**Description of the task**
Locate each line in the listing below that contains the word "green", and copy those lines out in full.

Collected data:
※ ※ ※

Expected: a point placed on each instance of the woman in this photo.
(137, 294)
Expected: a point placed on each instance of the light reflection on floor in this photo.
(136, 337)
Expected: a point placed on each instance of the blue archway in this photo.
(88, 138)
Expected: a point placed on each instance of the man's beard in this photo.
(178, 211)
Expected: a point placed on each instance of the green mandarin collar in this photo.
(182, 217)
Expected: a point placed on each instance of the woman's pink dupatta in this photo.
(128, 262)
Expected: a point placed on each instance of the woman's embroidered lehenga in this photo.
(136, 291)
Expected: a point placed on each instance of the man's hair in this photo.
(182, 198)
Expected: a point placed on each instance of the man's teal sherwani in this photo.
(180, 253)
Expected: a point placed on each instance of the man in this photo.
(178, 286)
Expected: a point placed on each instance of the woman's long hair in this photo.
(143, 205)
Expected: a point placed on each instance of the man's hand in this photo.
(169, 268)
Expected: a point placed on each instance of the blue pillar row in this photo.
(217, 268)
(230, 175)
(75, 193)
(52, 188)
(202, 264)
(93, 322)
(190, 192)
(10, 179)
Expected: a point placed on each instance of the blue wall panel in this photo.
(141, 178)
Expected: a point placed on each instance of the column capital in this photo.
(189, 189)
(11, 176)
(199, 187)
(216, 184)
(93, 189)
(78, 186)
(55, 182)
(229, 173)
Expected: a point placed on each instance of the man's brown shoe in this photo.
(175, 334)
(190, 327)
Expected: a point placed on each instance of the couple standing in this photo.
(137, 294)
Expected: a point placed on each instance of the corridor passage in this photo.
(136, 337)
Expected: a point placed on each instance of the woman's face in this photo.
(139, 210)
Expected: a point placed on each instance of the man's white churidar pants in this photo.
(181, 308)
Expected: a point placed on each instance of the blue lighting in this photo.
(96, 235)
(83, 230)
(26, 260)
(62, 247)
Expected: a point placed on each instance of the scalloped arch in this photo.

※ ※ ※

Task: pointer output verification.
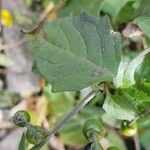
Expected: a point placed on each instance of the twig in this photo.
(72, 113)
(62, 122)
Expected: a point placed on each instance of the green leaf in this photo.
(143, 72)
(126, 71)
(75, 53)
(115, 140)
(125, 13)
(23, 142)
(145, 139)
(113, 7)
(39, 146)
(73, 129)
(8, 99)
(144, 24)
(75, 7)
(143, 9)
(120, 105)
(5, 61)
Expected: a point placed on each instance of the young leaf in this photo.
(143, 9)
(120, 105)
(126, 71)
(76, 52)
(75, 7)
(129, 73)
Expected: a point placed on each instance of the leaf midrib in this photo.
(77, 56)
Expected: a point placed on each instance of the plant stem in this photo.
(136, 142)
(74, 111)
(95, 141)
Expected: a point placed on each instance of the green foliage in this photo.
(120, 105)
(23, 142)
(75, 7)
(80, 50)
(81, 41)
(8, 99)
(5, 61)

※ ※ ※

**Exercise answer**
Expected: a point placed on each instance of the green mandarin collar in this photo.
Expected: a point placed on each instance of the green leaf in this photo.
Expected: a point placed on each instance of the green foliage in this photo.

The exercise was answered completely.